> TRECHO DO DOCUMENTO
Bem-vindos (as) 297 novos assinantes à edição comemorativa de 1 ano da FailWise! 🎉 Hoje, um case que muitos pedem: o que aconteceu para uma startup que captou centenas de milhões virar case desta news? Por questões de segurança e privacidade, em alguns momentos esta humilde escritora sairá pela tangente.
Mas o que importa - os aprendizados - estão aqui, como sempre.
O começo
M. co-fundou uma startup que captou +R$150 milhões e estava começando a escalar. A mídia acompanhava com empolgação este unicórnio em potencial até que, um tempo depois, as pautam voltaram-se às polêmicas em torno do feito. O que os bastidores ensinam - e ninguém mais te conta - você acompanha a seguir. Boa leitura!
Quando tudo era verdade
Em um certo ano, em alguma cidade deste continente, uma certa startup capta +150 milhões de reais e o mercado arregala os olhos.

> DESAFIO
Dê continuidade ao trecho sobre a startup que captou mais de R$150 milhões, a partir do ponto em que ele termina. Os dados não têm nenhum papel aqui.

> DADOS FORNECIDOS
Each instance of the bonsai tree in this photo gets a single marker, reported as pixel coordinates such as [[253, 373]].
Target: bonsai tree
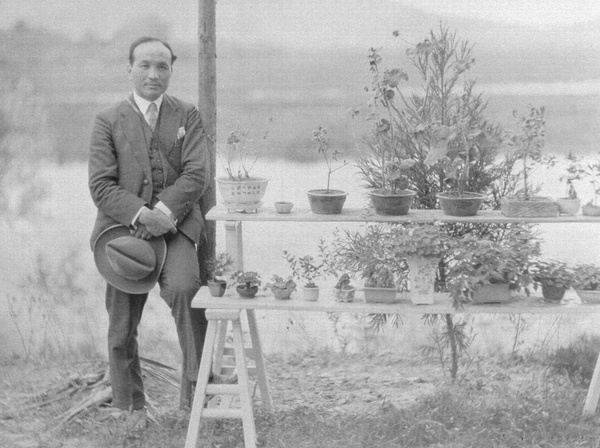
[[321, 140], [280, 287], [528, 142], [305, 268], [586, 277]]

> RESPOSTA ABAIXO
Situada em um setor de muitos bilhões, alguém acaba de entrar na briga e vai disputar cada metro quadrado de market share.
Uma captação desse tamanho é uma espécie de benção institucional, uma chancela para circular entre o seleto grupo “das grandes”. Sem contar que vira S.A., cenário que projeta ainda mais segurança, já que alavanca o compliance e reforça o controle.
O quadro fica ainda mais reluzente porque a sociedade ganhava alguns nomes de peso, trazendo mais solidez. Sabe aquela sensação irresistível de estar pegando o crescimento inevitável pela mão? Pois é.
M., como COO, tinha a missão de engrenar o maquinário da escala; que estava pronto. Com a certeza de dever de casa feito, sentia que tudo estava em seu devido lugar.
Até tudo bagunçar novamente.
“Tem muito founder que acha que é sócio, mas na verdade é socionário.
Eu só me liguei depois”.
O que foi que aconteceu?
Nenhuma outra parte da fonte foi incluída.